» **QUOTED TEXT**
Class 11 Chemistry Notes Chapter 5 (States of matter) – Chemistry Part-I Book

Alright class, let's begin our detailed study of Chapter 5, 'States of Matter', from your NCERT Class 11 Chemistry textbook. This chapter is crucial as it lays the foundation for understanding the physical properties of substances, which often feature in various government examinations. We'll focus on the key concepts, laws, and formulas.

Chapter 5: States of Matter - Detailed Notes for Government Exam Preparation

1. Introduction

• Matter exists primarily in three states: Solid, Liquid, and Gas. Plasma is sometimes considered the fourth state (at very high temperatures).
• The state of a substance is determined by the balance between two opposing factors:
  • Intermolecular Forces (IMFs): Attractive forces between molecules (van der Waals forces, dipole-dipole interactions, hydrogen bonding). These tend to keep molecules together.
  • Thermal Energy: Energy possessed by molecules due to their motion (temperature is a measure of average kinetic energy). This tends to make molecules move apart.
• Order of IMFs: Solid > Liquid > Gas
• Order of Thermal Energy: Gas > Liquid > Solid

2. The Gaseous State

• Characterized by negligible intermolecular forces (ideally) and high thermal energy.

• Properties: No fixed shape or volume, highly compressible, exert pressure uniformly in all directions, mix evenly without mechanical aid (diffusion), low density.

• Measurable Properties of Gases:

  • Mass (m): Usually expressed in grams (g) or kilograms (kg). Often represented by the number of moles (n). (n = mass / Molar Mass)
  • Volume (V): Space occupied by the gas. Units: Litre (L), millilitre (mL), cubic centimetre (cm³), cubic metre (m³). (1 L = 1 dm³ = 1000 mL = 1000 cm³; 1 m³ = 1000 L)

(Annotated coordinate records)
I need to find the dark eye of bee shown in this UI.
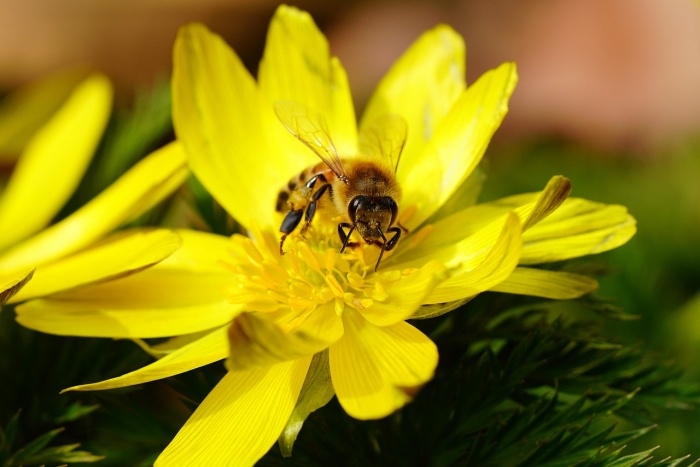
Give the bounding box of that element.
[348,196,369,224]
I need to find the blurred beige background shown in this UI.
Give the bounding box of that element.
[0,0,700,154]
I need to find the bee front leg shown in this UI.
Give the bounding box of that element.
[338,222,355,253]
[384,227,403,251]
[374,227,401,272]
[280,209,304,255]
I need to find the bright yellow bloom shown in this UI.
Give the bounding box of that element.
[0,75,188,304]
[18,7,635,465]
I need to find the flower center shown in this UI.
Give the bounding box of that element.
[224,229,413,326]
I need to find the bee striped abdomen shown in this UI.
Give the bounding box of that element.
[275,162,335,213]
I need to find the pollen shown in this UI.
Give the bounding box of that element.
[223,232,404,323]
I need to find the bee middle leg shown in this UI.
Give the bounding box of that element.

» **GIVEN EXERCISE 1**
In the annotated coordinate rows, change every occurrence of "element" to "region" and leave all other wording as it is. Omit the pictures when reproducing the rows.
» **GIVEN EXERCISE 2**
Proceed with the chapter notes on states of matter, beginning immediately after their final line.

» **FINAL RESULT 1**
I need to find the dark eye of bee shown in this UI.
Give the bounding box of that region.
[348,196,369,224]
I need to find the blurred beige background shown in this UI.
Give the bounding box of that region.
[0,0,700,154]
I need to find the bee front leg shown in this UI.
Give the bounding box of that region.
[338,222,355,253]
[384,227,403,251]
[374,227,401,272]
[280,209,304,255]
I need to find the bright yellow bloom shown in this UI.
Give the bounding box of that region.
[0,75,188,304]
[18,7,635,465]
I need to find the flower center shown in this UI.
Give the bounding box of that region.
[224,229,413,326]
I need to find the bee striped abdomen shown in this UI.
Give the bounding box of that region.
[275,162,335,213]
I need to find the pollen shown in this UI.
Give the bounding box of that region.
[223,232,404,323]
I need to find the bee middle leg shown in this UI.
Give the bounding box of that region.

» **FINAL RESULT 2**
  • Pressure (P): Force exerted per unit area. Units: Pascal (Pa - SI unit), atmosphere (atm), bar, millimetres of mercury (mm Hg), torr. (1 atm = 101325 Pa = 1.01325 bar = 760 mm Hg = 760 torr; 1 bar = 10⁵ Pa) Measured using a manometer or barometer.
  • Temperature (T): Degree of hotness or coldness. Always use the absolute scale (Kelvin, K) in gas law calculations. K = °C + 273.15 (often approximated as 273).

• Gas Laws: Describe the relationship between P, V, T, and n for gases.

  • a) Boyle's Law (Pressure-Volume Relationship): At constant temperature (T) and number of moles (n), the pressure (P) of a fixed amount of gas varies inversely with its volume (V).

    • Mathematically: P ∝ 1/V or PV = k (constant)
    • For two states: P₁V₁ = P₂V₂
    • Graphical Representation: P vs V graph is a rectangular hyperbola (isotherm). P vs 1/V graph is a straight line passing through the origin.

  • b) Charles's Law (Temperature-Volume Relationship): At constant pressure (P) and number of moles (n), the volume (V) of a fixed amount of gas is directly proportional to its absolute temperature (T).

    • Mathematically: V ∝ T or V/T = k' (constant)
    • For two states: V₁/T₁ = V₂/T₂
    • Absolute Zero: Temperature at which the volume of a gas theoretically becomes zero (-273.15 °C or 0 K).
    • Graphical Representation: V vs T (in K) graph is a straight line passing through the origin (isobar).

  • c) Gay-Lussac's Law (Pressure-Temperature Relationship): At constant volume (V) and number of moles (n), the pressure (P) of a fixed amount of gas is directly proportional to its absolute temperature (T).

    • Mathematically: P ∝ T or P/T = k'' (constant)
    • For two states: P₁/T₁ = P₂/T₂
    • Graphical Representation: P vs T (in K) graph is a straight line passing through the origin (isochore).

  • d) Avogadro's Law (Volume-Amount Relationship): At constant temperature (T) and pressure (P), the volume (V) of a gas is directly proportional to the number of moles (n).

    • Mathematically: V ∝ n or V/n = k''' (constant)
    • Conclusion: Equal volumes of all gases under the same conditions of temperature and pressure contain an equal number of molecules.
    • Molar Volume: Volume occupied by 1 mole of any gas at STP (Standard Temperature and Pressure: 273.15 K, 1 bar) is 22.71 L/mol. At older STP definition (273.15 K, 1 atm), it's 22.4 L/mol. Be mindful of the definition used in the exam.

• Ideal Gas Equation: Combination of Boyle's, Charles's, and Avogadro's Laws.

  • PV = nRT
  • R = Universal Gas Constant. Its value depends on the units used for P, V, and T.
    • R = 8.314 J K⁻¹ mol⁻¹ (SI unit, when P in Pa, V in m³)
    • R = 0.0821 L atm K⁻¹ mol⁻¹ (when P in atm, V in L)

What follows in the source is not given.